**Text segment**
187 Dr. Bonar openly ridicules the idea of two natures, or anything equivalent to it, in the Christian. He indeed puts Christ in our sinful place, though sinless, all through His life.

I will give an extract, from the discourse of a president of a Baptist College, of a sermon preached with applause at a convention and conference of Baptists, which will shew the doctrine in its fulness and true root plainly stated, not saying that all have received every part of it, but as here presented in a full formal way. It is borrowed, sometimes almost verbally, from a German theologian, and has been reproduced in the same terms by one whom perhaps I might call the leading evangelical minister in Switzerland, at any rate in his own canton. It is current in a modified shape everywhere, even where its full bearing is not understood. It has been carried to its extreme results by Menken, in Germany, of whom I know little, and by Irving in England, of whom I know a great deal. Its effects, diluting Christianity and subverting the truth, prevail where, as I have already said, sometimes its true root is unknown and its just consequences utterly rejected; but their Christianity is mutilated and spoiled by it. The sermon itself is a dream of Christ's life, founded on the doctrine of which there is not a word in Scripture, reproducing the German or Swiss I have alluded to.

"Connected in every fibre of His nature with the common nature of mankind, He saw that He must suffer, the Just for the unjust. It could not be that human nature should fail of enduring the settled and necessary penalty of its sin,* and He not only had a human nature, but in Him human nature was organically united, as it never had been before, except in Adam; if the members suffer, should not also the Head? When He was but twelve years of age, the consciousness of this divine commission had dawned upon Him. Sitting as an humble questioner before the doctors of the law, the conviction had become overmastering; I am He, the teacher and prophet promised long ago . . . . I am He, the sent of God, the Son of God. And the eighteen years that followed had made this conviction part and parcel of His very being; growing with His growth, and strengthening with His strength, it had taken up into itself all the energies of His soul, conscious or unconscious, until His life and His work were identical, and He could say, 'Lo, I come to do Thy will, O God.'" I will not pursue the wretched picture, created by an unscriptural imagination, which is given of Christ's conflicts, through realising what was before Him. Suffice it to say that it resulted in His consecrating Himself, and that as devoted to death, in His baptism by John.

**Excerpted records**
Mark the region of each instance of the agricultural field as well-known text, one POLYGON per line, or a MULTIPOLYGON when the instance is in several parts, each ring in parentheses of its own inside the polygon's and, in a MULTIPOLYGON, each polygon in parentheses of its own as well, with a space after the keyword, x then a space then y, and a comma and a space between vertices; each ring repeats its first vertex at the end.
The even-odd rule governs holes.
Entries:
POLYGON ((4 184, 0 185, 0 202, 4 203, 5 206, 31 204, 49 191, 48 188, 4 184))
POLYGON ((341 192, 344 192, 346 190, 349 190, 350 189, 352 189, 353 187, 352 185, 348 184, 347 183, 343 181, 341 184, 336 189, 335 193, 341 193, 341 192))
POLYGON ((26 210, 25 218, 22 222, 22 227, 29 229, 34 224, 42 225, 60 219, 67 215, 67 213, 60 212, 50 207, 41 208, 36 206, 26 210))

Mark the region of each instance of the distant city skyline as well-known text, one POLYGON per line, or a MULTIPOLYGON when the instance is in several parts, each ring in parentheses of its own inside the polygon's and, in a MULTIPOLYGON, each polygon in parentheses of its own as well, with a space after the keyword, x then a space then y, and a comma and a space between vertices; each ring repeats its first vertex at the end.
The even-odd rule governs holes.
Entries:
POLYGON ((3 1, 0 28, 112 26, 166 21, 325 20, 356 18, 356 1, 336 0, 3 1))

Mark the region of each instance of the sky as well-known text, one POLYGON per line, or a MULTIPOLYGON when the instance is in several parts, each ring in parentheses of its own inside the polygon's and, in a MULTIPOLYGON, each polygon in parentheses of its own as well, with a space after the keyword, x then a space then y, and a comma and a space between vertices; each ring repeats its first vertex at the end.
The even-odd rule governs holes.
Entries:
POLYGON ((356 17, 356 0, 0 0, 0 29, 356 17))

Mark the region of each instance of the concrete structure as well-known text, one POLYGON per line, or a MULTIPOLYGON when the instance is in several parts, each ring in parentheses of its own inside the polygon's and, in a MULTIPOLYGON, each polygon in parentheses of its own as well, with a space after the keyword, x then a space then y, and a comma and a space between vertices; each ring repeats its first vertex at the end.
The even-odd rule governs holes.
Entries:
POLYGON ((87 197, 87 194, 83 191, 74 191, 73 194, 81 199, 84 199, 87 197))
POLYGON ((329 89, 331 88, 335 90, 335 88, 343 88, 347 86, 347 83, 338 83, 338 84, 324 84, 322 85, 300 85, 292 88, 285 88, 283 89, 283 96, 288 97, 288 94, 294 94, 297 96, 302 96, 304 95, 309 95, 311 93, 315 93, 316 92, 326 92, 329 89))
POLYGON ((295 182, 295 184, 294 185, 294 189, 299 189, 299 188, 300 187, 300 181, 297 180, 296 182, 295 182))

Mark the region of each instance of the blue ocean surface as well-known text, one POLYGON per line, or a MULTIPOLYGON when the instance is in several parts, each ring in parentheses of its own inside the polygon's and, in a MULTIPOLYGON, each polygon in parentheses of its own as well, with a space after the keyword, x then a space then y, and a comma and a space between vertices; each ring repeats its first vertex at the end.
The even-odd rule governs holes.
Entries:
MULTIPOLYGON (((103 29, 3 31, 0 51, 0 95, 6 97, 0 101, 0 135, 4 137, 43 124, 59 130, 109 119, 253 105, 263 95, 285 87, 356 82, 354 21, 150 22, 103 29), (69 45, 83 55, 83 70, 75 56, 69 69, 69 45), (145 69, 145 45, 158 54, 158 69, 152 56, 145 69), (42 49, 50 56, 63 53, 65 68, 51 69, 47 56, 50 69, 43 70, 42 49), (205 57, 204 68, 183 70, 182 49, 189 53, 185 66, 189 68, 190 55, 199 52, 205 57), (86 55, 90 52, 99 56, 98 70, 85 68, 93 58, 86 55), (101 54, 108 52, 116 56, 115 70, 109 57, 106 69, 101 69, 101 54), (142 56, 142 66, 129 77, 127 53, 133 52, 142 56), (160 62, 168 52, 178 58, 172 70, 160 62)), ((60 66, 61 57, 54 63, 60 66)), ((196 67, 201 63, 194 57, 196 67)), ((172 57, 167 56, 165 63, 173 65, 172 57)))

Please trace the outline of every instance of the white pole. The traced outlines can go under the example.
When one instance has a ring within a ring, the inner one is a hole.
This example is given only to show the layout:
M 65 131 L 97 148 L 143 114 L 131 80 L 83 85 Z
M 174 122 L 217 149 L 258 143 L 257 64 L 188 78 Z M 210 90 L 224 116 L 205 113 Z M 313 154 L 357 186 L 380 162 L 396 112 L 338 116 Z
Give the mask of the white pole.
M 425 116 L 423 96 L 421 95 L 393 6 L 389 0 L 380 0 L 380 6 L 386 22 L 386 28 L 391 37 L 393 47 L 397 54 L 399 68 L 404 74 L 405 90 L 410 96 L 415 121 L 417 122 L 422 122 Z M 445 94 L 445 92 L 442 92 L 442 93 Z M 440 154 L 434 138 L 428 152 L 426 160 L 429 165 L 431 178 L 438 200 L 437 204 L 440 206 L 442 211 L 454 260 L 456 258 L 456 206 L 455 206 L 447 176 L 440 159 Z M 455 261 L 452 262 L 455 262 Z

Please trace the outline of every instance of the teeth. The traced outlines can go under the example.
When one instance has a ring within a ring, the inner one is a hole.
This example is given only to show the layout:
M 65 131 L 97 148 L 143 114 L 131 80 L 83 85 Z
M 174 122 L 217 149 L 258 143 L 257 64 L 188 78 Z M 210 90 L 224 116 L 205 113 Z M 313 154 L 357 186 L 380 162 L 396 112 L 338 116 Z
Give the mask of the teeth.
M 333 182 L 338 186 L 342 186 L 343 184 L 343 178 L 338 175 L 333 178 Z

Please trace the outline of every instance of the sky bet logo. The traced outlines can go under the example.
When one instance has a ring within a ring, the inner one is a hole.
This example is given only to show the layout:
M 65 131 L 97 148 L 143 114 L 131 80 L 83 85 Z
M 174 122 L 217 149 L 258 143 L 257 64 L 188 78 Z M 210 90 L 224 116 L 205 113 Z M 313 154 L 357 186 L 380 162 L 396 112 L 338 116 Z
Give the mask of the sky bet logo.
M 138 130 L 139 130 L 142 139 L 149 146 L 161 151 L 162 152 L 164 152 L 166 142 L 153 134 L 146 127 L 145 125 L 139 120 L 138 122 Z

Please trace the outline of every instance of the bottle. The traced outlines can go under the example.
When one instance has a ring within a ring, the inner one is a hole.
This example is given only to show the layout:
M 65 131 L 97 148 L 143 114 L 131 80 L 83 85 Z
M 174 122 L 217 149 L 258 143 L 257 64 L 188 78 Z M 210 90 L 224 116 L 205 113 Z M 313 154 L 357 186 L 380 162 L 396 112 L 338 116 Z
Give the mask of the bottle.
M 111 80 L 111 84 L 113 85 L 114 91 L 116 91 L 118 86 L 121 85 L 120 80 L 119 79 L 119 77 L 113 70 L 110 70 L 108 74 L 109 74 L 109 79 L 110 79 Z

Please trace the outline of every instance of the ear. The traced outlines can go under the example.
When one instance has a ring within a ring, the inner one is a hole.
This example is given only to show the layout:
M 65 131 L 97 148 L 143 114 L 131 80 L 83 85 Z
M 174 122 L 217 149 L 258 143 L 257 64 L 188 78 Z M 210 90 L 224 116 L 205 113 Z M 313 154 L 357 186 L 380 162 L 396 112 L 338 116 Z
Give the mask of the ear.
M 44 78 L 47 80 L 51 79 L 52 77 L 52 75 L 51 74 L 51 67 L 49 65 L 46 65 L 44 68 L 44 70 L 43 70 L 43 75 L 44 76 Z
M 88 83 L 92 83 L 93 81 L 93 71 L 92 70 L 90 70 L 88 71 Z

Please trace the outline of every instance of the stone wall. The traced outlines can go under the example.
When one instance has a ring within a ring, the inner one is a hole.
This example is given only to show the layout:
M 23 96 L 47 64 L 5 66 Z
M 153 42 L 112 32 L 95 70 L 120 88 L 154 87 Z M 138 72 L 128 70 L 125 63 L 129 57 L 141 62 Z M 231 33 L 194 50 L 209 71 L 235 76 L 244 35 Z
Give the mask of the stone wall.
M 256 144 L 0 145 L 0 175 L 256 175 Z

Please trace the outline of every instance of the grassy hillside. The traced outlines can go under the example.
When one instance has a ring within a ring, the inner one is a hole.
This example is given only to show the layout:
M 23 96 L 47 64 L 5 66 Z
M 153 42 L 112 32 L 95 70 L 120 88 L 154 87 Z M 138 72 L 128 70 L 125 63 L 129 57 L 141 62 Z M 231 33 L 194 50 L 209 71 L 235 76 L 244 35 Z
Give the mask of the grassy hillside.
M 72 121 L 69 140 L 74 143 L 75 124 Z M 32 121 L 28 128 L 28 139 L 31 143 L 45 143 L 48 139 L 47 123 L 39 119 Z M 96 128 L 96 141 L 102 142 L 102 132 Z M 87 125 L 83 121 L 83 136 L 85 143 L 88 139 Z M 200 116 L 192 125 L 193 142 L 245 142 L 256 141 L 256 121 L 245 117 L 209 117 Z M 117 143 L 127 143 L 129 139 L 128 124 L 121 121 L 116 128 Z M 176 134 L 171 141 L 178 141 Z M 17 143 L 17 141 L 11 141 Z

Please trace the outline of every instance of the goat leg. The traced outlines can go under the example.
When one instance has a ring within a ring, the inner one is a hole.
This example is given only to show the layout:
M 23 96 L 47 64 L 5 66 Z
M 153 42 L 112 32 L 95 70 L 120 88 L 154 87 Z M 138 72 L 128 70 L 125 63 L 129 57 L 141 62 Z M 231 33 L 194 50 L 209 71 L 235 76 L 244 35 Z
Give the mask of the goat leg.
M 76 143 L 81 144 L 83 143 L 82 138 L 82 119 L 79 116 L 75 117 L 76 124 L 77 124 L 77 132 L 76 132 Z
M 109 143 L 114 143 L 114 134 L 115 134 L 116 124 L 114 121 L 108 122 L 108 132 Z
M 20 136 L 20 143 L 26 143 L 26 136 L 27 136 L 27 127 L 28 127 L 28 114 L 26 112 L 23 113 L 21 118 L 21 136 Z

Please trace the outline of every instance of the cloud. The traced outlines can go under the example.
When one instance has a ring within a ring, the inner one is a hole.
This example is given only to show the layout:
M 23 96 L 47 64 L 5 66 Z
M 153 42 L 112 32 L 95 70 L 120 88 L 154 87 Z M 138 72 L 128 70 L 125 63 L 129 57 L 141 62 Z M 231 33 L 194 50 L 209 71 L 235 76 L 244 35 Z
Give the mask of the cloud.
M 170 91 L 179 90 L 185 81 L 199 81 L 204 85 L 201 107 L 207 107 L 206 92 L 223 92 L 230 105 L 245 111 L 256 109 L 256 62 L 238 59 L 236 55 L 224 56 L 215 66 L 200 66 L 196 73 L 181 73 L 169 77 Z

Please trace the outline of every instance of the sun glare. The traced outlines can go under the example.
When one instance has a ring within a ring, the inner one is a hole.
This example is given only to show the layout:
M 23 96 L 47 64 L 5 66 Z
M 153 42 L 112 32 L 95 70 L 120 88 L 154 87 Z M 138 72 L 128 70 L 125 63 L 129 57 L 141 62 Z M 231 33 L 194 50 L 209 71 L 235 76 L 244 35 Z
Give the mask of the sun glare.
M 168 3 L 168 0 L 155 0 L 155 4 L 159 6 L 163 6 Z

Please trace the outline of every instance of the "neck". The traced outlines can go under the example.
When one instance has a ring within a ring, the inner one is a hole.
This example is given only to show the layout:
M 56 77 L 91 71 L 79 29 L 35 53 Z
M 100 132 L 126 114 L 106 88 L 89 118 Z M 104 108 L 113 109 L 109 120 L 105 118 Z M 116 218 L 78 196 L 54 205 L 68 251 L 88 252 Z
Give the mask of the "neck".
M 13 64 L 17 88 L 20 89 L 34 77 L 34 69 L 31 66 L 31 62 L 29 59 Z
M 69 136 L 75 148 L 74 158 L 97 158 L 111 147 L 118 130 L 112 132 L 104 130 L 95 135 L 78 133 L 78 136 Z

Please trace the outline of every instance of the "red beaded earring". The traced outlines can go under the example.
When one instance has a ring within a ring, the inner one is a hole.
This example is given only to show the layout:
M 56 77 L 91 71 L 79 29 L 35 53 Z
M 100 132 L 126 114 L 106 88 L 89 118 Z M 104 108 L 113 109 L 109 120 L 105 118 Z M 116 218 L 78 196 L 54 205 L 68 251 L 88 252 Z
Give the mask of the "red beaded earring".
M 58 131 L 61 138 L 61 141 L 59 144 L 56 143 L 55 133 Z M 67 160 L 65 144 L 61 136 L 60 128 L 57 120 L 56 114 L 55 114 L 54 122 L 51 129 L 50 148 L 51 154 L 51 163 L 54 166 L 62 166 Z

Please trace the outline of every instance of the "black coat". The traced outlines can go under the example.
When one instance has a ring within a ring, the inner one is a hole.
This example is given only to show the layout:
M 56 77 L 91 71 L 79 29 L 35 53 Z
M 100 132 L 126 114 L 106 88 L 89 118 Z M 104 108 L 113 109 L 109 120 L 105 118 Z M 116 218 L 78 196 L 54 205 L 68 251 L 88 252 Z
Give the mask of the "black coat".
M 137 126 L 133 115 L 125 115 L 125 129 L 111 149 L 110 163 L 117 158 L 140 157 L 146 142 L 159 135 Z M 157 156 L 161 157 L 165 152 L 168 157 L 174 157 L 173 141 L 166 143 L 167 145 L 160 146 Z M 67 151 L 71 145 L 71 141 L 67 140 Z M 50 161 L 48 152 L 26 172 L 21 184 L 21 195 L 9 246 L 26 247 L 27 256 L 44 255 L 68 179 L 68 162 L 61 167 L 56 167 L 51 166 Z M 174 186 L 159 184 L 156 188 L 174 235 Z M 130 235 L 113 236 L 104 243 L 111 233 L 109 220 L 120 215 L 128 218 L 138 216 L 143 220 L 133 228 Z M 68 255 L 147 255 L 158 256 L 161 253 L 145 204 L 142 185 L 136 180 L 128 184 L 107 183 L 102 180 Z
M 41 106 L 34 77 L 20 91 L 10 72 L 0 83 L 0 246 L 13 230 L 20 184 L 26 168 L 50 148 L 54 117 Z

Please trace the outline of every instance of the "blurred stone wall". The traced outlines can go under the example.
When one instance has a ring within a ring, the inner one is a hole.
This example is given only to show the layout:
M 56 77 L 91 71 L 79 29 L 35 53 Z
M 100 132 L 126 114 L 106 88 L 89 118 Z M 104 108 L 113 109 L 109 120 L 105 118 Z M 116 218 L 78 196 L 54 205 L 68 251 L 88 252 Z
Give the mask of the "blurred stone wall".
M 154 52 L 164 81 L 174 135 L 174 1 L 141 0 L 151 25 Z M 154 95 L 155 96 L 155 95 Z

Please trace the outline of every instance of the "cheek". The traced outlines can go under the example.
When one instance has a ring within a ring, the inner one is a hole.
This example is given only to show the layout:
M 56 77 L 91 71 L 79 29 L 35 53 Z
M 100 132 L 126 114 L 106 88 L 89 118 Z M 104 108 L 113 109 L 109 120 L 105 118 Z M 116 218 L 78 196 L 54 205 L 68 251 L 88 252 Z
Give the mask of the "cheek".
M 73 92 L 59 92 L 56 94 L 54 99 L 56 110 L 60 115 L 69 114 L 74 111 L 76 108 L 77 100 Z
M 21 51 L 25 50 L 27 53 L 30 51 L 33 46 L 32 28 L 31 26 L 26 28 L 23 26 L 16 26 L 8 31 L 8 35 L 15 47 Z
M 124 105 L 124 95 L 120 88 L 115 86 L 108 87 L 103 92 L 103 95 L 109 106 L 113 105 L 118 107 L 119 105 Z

**Tasks to carry out**
A) According to the passage, from whom was the doctrine in the Baptist sermon borrowed?
B) Quote the part of the passage that opens with the words containing "187 Dr. Bonar" and closes with "through His life.".

**Response list**
A) From a German theologian.

B)
187 Dr. Bonar openly ridicules the idea of two natures, or anything equivalent to it, in the Christian. He indeed puts Christ in our sinful place, though sinless, all through His life.